[Referring expression data]
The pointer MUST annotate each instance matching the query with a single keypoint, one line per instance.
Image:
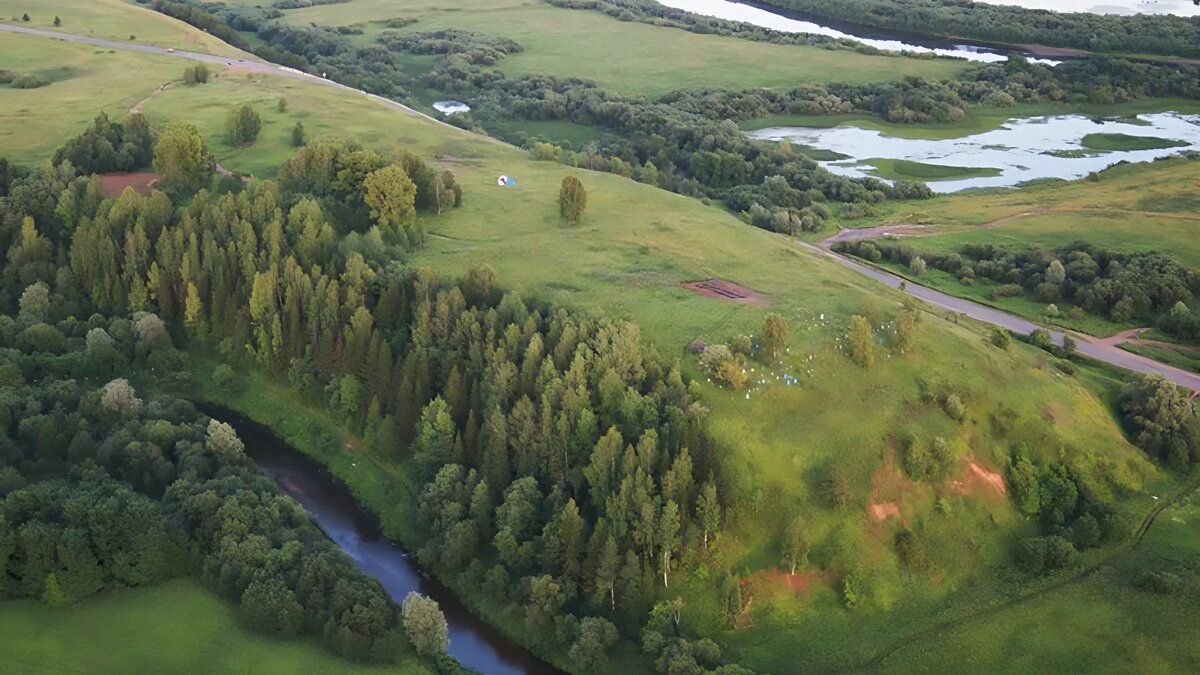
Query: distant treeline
(1140, 34)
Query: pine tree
(573, 199)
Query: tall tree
(573, 199)
(181, 161)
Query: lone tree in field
(425, 625)
(391, 196)
(573, 199)
(181, 160)
(774, 336)
(196, 73)
(243, 125)
(862, 346)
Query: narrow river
(474, 643)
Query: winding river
(783, 21)
(1018, 151)
(474, 643)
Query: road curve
(250, 65)
(1085, 345)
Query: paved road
(1108, 353)
(1086, 346)
(250, 64)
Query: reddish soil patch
(723, 290)
(885, 511)
(113, 184)
(977, 479)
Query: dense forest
(1139, 34)
(562, 461)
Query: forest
(1140, 34)
(563, 464)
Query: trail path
(1107, 353)
(249, 65)
(1104, 350)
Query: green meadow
(651, 60)
(628, 258)
(111, 19)
(175, 627)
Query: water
(472, 641)
(1181, 7)
(775, 19)
(1018, 148)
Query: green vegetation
(906, 169)
(180, 627)
(876, 487)
(111, 19)
(651, 61)
(1110, 142)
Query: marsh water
(784, 21)
(474, 643)
(1021, 150)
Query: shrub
(29, 81)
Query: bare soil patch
(885, 511)
(721, 290)
(978, 481)
(113, 184)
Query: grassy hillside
(629, 256)
(112, 19)
(652, 60)
(177, 627)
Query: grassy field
(175, 627)
(112, 19)
(977, 120)
(84, 81)
(628, 258)
(906, 169)
(652, 60)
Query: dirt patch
(721, 290)
(113, 184)
(977, 479)
(885, 511)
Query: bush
(29, 81)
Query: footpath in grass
(175, 627)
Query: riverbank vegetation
(1140, 34)
(906, 513)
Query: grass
(628, 258)
(651, 60)
(906, 169)
(112, 19)
(1123, 142)
(84, 81)
(977, 120)
(1135, 208)
(174, 627)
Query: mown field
(111, 19)
(175, 627)
(628, 258)
(651, 60)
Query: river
(1018, 151)
(474, 643)
(781, 19)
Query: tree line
(562, 461)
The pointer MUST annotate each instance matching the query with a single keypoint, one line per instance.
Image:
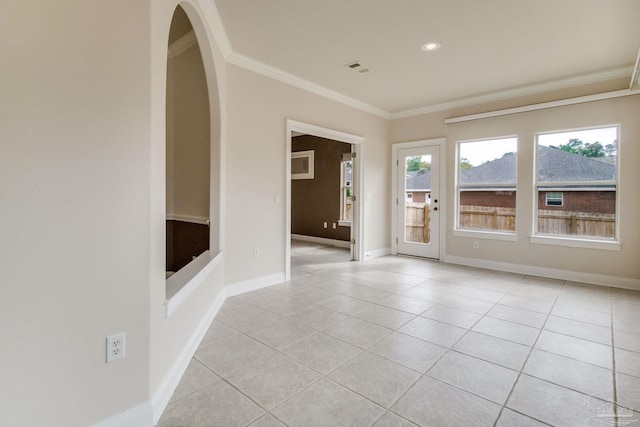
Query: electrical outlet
(116, 346)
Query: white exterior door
(418, 202)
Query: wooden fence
(549, 221)
(417, 222)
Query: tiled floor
(400, 342)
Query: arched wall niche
(193, 149)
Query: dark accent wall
(184, 241)
(315, 201)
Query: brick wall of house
(582, 201)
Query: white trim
(612, 74)
(163, 393)
(182, 44)
(254, 284)
(321, 240)
(544, 105)
(553, 273)
(357, 227)
(138, 416)
(575, 242)
(376, 253)
(485, 235)
(275, 73)
(188, 218)
(189, 278)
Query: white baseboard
(253, 284)
(377, 253)
(553, 273)
(162, 395)
(138, 416)
(321, 240)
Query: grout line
(528, 355)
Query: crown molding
(602, 76)
(259, 67)
(182, 44)
(212, 16)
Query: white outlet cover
(115, 347)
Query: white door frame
(442, 144)
(357, 222)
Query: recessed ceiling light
(431, 46)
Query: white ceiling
(488, 46)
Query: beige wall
(188, 139)
(257, 111)
(74, 187)
(623, 111)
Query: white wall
(74, 190)
(614, 264)
(257, 110)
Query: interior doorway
(300, 165)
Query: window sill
(574, 242)
(486, 235)
(183, 283)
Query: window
(346, 202)
(576, 175)
(486, 185)
(554, 198)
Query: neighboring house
(494, 183)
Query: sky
(479, 152)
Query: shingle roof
(555, 165)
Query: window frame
(569, 240)
(487, 234)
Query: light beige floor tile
(385, 316)
(248, 318)
(232, 353)
(507, 330)
(375, 378)
(575, 348)
(216, 332)
(411, 352)
(321, 352)
(433, 331)
(267, 420)
(452, 316)
(552, 404)
(318, 317)
(346, 305)
(627, 362)
(518, 315)
(408, 304)
(510, 418)
(575, 328)
(217, 405)
(495, 350)
(358, 332)
(326, 403)
(479, 377)
(527, 304)
(570, 373)
(281, 333)
(433, 403)
(195, 377)
(271, 380)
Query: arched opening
(192, 155)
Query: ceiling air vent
(358, 67)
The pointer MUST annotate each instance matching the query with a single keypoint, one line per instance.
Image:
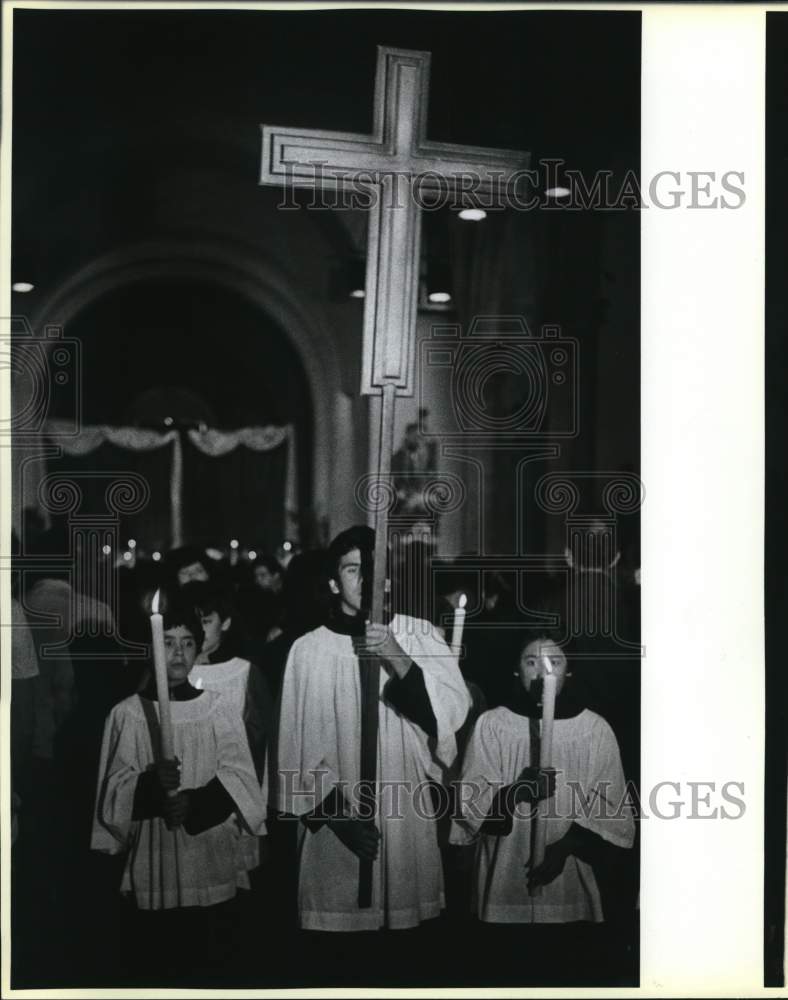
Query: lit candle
(549, 683)
(459, 624)
(162, 685)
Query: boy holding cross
(422, 702)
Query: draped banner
(241, 483)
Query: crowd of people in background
(81, 668)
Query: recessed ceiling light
(473, 214)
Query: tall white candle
(162, 684)
(549, 684)
(459, 624)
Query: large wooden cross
(399, 168)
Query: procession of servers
(402, 801)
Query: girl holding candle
(501, 784)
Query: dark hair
(178, 612)
(305, 593)
(358, 537)
(208, 596)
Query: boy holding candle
(580, 802)
(177, 819)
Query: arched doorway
(276, 303)
(195, 353)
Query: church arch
(250, 274)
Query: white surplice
(230, 679)
(590, 791)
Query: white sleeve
(446, 688)
(482, 778)
(235, 768)
(307, 771)
(607, 811)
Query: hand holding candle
(459, 623)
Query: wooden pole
(545, 760)
(370, 665)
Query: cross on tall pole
(398, 166)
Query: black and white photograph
(325, 496)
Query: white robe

EXERCISE BRIEF => Leaving out every picture, repeat the records above exactly as they stand.

ANSWER TO THIS PROBLEM =>
The pointer MUST annotate each instance matching the query with a single keypoint, one line per instance.
Image:
Query: distant treeline
(1140, 34)
Query: pine tree
(573, 199)
Query: tall tree
(573, 199)
(181, 161)
Query: lone tree in field
(425, 625)
(391, 196)
(573, 199)
(181, 160)
(774, 336)
(196, 73)
(243, 125)
(862, 346)
Query: narrow river
(474, 643)
Query: winding river
(783, 21)
(1018, 151)
(474, 643)
Query: road curve
(250, 65)
(1085, 345)
Query: paved road
(1108, 353)
(1086, 346)
(250, 64)
Query: reddish soil patch
(723, 290)
(885, 511)
(113, 184)
(977, 479)
Query: dense forest
(1139, 34)
(562, 461)
Query: forest
(1140, 34)
(563, 464)
Query: trail path
(1107, 353)
(249, 65)
(1104, 350)
Query: green meadow
(651, 60)
(628, 258)
(111, 19)
(175, 627)
Query: water
(472, 641)
(1181, 7)
(775, 19)
(1018, 148)
Query: green vegetation
(906, 169)
(180, 627)
(876, 487)
(111, 19)
(651, 61)
(1110, 142)
Query: marsh water
(784, 21)
(474, 643)
(1021, 150)
Query: shrub
(29, 81)
Query: bare soil patch
(885, 511)
(721, 290)
(978, 481)
(113, 184)
Query: grassy hillside
(629, 256)
(112, 19)
(652, 60)
(177, 627)
Query: grassy field
(175, 627)
(112, 19)
(977, 120)
(84, 81)
(628, 258)
(906, 169)
(652, 60)
Query: dirt patch
(721, 290)
(113, 184)
(977, 479)
(885, 511)
Query: bush
(29, 81)
Query: footpath in grass
(175, 627)
Query: riverbank vegetation
(1140, 34)
(906, 513)
Query: grass
(628, 258)
(651, 60)
(906, 169)
(112, 19)
(1123, 142)
(84, 81)
(977, 120)
(1135, 208)
(174, 627)
Query: mown field
(111, 19)
(175, 627)
(628, 258)
(651, 60)
Query: river
(1018, 151)
(474, 643)
(781, 19)
Query: tree line
(562, 461)
The pointer MUST annotate each instance matching the query with a single keypoint, one line per instance.
Image:
Query: electrical outlet
(116, 346)
Query: white exterior door
(418, 202)
Query: wooden fence
(549, 221)
(417, 222)
Query: tiled floor
(400, 342)
Query: arched wall niche
(193, 149)
Query: dark accent wall
(184, 241)
(315, 201)
Query: brick wall of house
(582, 201)
Query: white trim
(612, 74)
(163, 393)
(182, 44)
(254, 284)
(321, 240)
(544, 105)
(553, 273)
(357, 227)
(138, 416)
(575, 242)
(376, 253)
(485, 235)
(275, 73)
(188, 218)
(189, 278)
Query: white baseboard
(253, 284)
(377, 253)
(553, 273)
(162, 395)
(138, 416)
(321, 240)
Query: grout line
(528, 355)
Query: crown molding
(602, 76)
(259, 67)
(182, 44)
(212, 16)
Query: white outlet cover
(115, 347)
Query: white door frame
(442, 144)
(357, 222)
Query: recessed ceiling light
(431, 46)
Query: white ceiling
(488, 46)
Query: beige wall
(188, 139)
(257, 111)
(74, 187)
(623, 111)
Query: white wall
(74, 190)
(614, 264)
(257, 110)
Query: interior doorway
(300, 165)
Query: window sill
(574, 242)
(486, 235)
(183, 283)
Query: window
(346, 202)
(576, 175)
(486, 185)
(554, 198)
Query: neighboring house
(494, 183)
Query: sky
(479, 152)
Query: shingle roof
(555, 165)
Query: window frame
(569, 240)
(487, 234)
Query: light beige floor tile
(385, 316)
(248, 318)
(232, 353)
(507, 330)
(375, 378)
(575, 348)
(216, 332)
(411, 352)
(321, 352)
(433, 331)
(267, 420)
(452, 316)
(552, 404)
(318, 317)
(346, 305)
(627, 362)
(518, 315)
(408, 304)
(510, 418)
(575, 328)
(217, 405)
(495, 350)
(358, 332)
(326, 403)
(479, 377)
(527, 304)
(570, 373)
(281, 333)
(433, 403)
(195, 377)
(271, 380)
Query: arched opening
(192, 155)
Query: ceiling air vent
(358, 67)
The pointer MUST annotate each instance matching the query with a single keypoint, one line per instance.
Image:
Query: lit candle
(549, 683)
(459, 624)
(162, 685)
Query: boy holding cross
(422, 702)
Query: draped banner
(241, 483)
Query: crowd of people in background
(81, 668)
Query: recessed ceiling light
(473, 214)
Query: tall white candle
(162, 684)
(549, 684)
(459, 624)
Query: large wooden cross
(399, 168)
Query: procession of servers
(402, 801)
Query: girl holding candle
(501, 784)
Query: dark hair
(178, 612)
(305, 593)
(358, 537)
(208, 596)
Query: boy holding candle
(580, 802)
(177, 819)
Query: arched doorway
(276, 303)
(195, 353)
Query: church arch
(250, 274)
Query: white surplice
(230, 679)
(590, 791)
Query: white sleeve
(446, 688)
(482, 778)
(235, 768)
(307, 771)
(607, 811)
Query: hand holding candle
(459, 623)
Query: wooden pole
(545, 760)
(370, 665)
Query: cross on tall pole
(398, 166)
Query: black and white photograph
(325, 496)
Query: white robe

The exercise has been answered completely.